▶ _What is needed_: The data below has to be returned exactly, down to the last character.

[Saved data entries]
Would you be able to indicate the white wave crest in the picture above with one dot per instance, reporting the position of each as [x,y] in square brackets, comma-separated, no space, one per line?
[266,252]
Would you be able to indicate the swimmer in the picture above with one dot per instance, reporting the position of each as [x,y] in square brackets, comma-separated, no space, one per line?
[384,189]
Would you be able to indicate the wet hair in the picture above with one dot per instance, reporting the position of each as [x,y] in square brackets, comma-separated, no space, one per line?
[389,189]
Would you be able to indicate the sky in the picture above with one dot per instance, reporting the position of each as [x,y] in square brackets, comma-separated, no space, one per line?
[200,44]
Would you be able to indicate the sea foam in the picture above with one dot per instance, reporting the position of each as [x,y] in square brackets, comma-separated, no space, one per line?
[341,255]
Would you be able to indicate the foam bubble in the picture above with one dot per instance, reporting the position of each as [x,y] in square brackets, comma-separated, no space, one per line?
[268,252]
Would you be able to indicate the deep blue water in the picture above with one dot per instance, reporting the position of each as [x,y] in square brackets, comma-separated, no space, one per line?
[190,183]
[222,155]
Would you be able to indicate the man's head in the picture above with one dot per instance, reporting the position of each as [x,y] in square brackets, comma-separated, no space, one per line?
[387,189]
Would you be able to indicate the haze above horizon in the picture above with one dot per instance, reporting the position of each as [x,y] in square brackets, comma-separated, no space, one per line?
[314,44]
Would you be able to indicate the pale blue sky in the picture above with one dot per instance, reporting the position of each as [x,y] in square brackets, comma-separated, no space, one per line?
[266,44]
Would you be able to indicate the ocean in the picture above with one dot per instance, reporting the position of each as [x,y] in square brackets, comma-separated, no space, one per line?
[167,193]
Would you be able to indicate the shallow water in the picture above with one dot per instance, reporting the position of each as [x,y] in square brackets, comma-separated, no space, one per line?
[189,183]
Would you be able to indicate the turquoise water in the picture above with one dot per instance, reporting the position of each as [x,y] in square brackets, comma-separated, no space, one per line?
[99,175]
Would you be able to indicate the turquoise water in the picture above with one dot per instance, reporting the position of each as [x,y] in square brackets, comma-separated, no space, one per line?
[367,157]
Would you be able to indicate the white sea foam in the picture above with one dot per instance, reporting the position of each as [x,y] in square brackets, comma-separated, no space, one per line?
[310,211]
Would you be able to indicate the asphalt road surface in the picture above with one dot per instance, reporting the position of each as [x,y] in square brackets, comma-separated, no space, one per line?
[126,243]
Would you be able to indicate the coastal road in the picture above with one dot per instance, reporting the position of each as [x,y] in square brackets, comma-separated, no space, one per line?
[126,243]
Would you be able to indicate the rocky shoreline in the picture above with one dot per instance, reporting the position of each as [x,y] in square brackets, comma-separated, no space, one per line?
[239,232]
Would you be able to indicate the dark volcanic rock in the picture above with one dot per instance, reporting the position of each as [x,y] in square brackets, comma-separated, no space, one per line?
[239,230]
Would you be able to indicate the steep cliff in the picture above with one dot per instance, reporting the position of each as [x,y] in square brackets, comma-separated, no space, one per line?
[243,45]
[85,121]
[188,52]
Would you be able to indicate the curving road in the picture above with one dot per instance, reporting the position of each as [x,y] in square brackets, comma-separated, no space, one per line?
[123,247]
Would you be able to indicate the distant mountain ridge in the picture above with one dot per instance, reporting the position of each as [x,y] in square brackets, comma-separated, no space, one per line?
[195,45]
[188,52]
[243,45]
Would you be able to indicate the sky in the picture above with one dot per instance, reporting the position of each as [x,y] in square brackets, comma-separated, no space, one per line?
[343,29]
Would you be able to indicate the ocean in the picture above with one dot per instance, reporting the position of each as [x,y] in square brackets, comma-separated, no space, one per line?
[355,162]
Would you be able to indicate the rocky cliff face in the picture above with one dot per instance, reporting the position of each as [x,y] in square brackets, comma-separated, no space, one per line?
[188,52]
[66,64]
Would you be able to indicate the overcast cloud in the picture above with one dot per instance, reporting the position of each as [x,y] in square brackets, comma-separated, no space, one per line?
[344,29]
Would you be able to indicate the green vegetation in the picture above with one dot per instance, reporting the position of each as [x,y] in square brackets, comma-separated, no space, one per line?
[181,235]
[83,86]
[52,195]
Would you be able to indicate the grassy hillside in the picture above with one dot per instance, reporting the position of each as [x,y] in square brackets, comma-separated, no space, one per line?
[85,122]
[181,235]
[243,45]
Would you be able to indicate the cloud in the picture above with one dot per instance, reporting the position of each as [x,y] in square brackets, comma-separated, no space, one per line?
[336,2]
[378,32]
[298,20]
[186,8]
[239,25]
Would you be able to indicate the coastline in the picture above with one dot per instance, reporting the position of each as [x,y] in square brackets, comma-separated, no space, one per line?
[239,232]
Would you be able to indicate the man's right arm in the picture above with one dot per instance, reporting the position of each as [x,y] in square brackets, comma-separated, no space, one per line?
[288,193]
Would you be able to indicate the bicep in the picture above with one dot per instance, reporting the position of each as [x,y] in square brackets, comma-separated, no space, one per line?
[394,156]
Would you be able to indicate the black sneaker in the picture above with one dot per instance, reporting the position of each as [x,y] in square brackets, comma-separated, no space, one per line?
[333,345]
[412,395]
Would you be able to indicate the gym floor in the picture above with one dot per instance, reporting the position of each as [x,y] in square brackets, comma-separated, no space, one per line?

▶ _Response for this exercise_:
Would you be able to indicate the white wave crest in the picture above with one dot per instance, reporting the position of each as [x,y] in square brackets, comma-separated, no space, one per line?
[266,252]
Would you be able to indicate the swimmer in the picture above with one dot per instance, reporting the position of each as [x,y] in square brackets, comma-separated, no space, one per line?
[384,189]
Would you be able to indicate the wet hair in the picture above with one dot per instance, reporting the position of each as [x,y] in square brackets, comma-separated, no space, one per line?
[389,189]
Would you be able to indicate the sky in the picture above with one dot per instance, reporting the position of each as [x,y] in square brackets, comma-separated, no space, one per line?
[200,44]
Would you be able to indicate the sea foam in the picture above with one dot per instance, reporting the position of each as [x,y] in square brackets, comma-separated, no space, one per line?
[341,255]
Would you be able to indicate the foam bubble in the picture above with one dot per instance, reporting the position of each as [x,y] in square brackets, comma-separated, no space, one per line?
[268,252]
Would you be able to indicate the deep blue water in the picture above with one dot per instance, reporting the position of each as [x,y] in square brackets, comma-separated, no space, one per line?
[190,183]
[222,155]
Would you be able to indicate the man's head in the picture above with one dot per instance, reporting the position of each as [x,y] in square brackets, comma-separated, no space, one per line?
[387,189]
Would you be able to indicate the haze above horizon in the picture above with one dot per instance, reporting the position of each as [x,y] in square brackets, comma-separated, no space, one per line?
[314,44]
Would you be able to indicate the pale blue sky in the picture above with one dot per instance, reporting the position of each as [x,y] in square brackets, comma-separated, no space, one per line?
[266,44]
Would you be able to indicate the ocean in the picture above with one dot per instance, reporting the position of each as [x,y] in square brackets, comma-separated, no space, one per line?
[167,193]
Would you be able to indicate the shallow water in the picture above with one dot per instance, reporting the position of each as [x,y] in square brackets, comma-separated, no space, one per line?
[189,183]
Would you be able to indicate the turquoise water in the picture above with one dot per instance, reporting the position of each as [x,y] in square brackets, comma-separated, no space, one per line?
[99,175]
Would you be able to indicate the turquoise water in the picture above with one dot per instance, reporting the position of each as [x,y] in square brackets, comma-separated, no space, one per line?
[367,157]
Would you be able to indicate the white sea foam in the picture above with one dot per instance, reporting the position of each as [x,y] in square brackets, comma-separated, no space, one per line?
[310,211]
Would you be able to indicate the asphalt road surface in the picture above with one dot per instance, reporting the position of each as [x,y] in square brackets, comma-separated, no space, one per line?
[126,243]
Would you be able to indicate the coastal road in the picture above with one dot per instance, reporting the position of each as [x,y] in square brackets, comma-separated, no space, one per line?
[126,243]
Would you be able to indicate the rocky shoreline in the picture above with one dot per instance, reporting the position of each as [x,y] in square brackets, comma-separated, no space, one per line?
[239,232]
Would you be able to indicate the dark volcanic rock in the picture above with one dot per instance, reporting the position of each as [x,y] in square brackets, comma-separated, no space, one per line?
[239,230]
Would you be able to indicate the steep cliff in the picture above with one dot per instance, reporting the position of each as [x,y] in square brackets, comma-separated, no space, one per line?
[243,45]
[85,121]
[188,52]
Would you be able to indicate the curving road in the picture above with one dot per instance, reporting the position of each as [x,y] in square brackets, comma-separated, no space, one per line?
[123,247]
Would you be able to indicate the distant mountain ridge in the picture above with one dot per instance, reporting the position of each as [x,y] in square brackets, comma-separated, no space, one per line?
[195,45]
[188,52]
[243,45]
Would you be able to indicate the sky in the picture above with one dot per instance, reporting the position of each as [x,y] in square brackets, comma-separated, no space, one per line?
[343,29]
Would you be able to indicate the ocean in the picture above with one dot per instance, reporting the position of each as [x,y] in square brackets, comma-separated, no space, one per line?
[355,162]
Would you be able to indicate the rocky cliff face in the picture above with one dot per instance, reporting the position of each as [x,y] in square brackets, comma-separated, no space, one per line?
[188,52]
[66,64]
Would you be able to indicate the overcast cloud in the picture above with one dot per instance, reporting the position of each as [x,y] in square brackets, comma-separated, no space, one per line?
[344,29]
Would you be able to indicate the green vegetation in the picture above with one dot per instance, reporting the position of each as [x,y] in square brackets, comma-separated, no space, one per line?
[181,235]
[83,86]
[52,195]
Would you be able to indicate the grassy hillside in the picture above with one dot per instance, reporting the position of each as [x,y] in square brackets, comma-separated, no space, one per line?
[85,122]
[181,235]
[243,45]
Would you be able to indicate the cloud in the picture above with one dot per instance, reporting the position of each as [x,y] in square brackets, comma-separated, no space, one per line?
[336,2]
[378,32]
[298,20]
[186,8]
[239,25]
Would you be able to indicate the coastline in the picture above with one dot per instance, reporting the position of each as [x,y] in square brackets, comma-separated, no space, one per line?
[239,232]
Would you be able to indicate the man's right arm in the picture above with one dot per instance, reporting the position of each as [x,y] in square brackets, comma-separated, no space, one per line?
[288,193]
Would you be able to indicate the bicep in the picture above with one dot per instance, reporting the position of each as [x,y] in square brackets, comma-separated, no space, one per line?
[394,156]
Would you be able to indicate the black sneaker in the picture above with one dot per instance, reporting the position of each as [x,y] in square brackets, comma-separated, no space, one per line?
[333,345]
[412,395]
Would you be able to indicate the gym floor in the picture above with one dot per instance, reporting the position of each as [x,y] in square brackets, comma-separated, no space, one per line?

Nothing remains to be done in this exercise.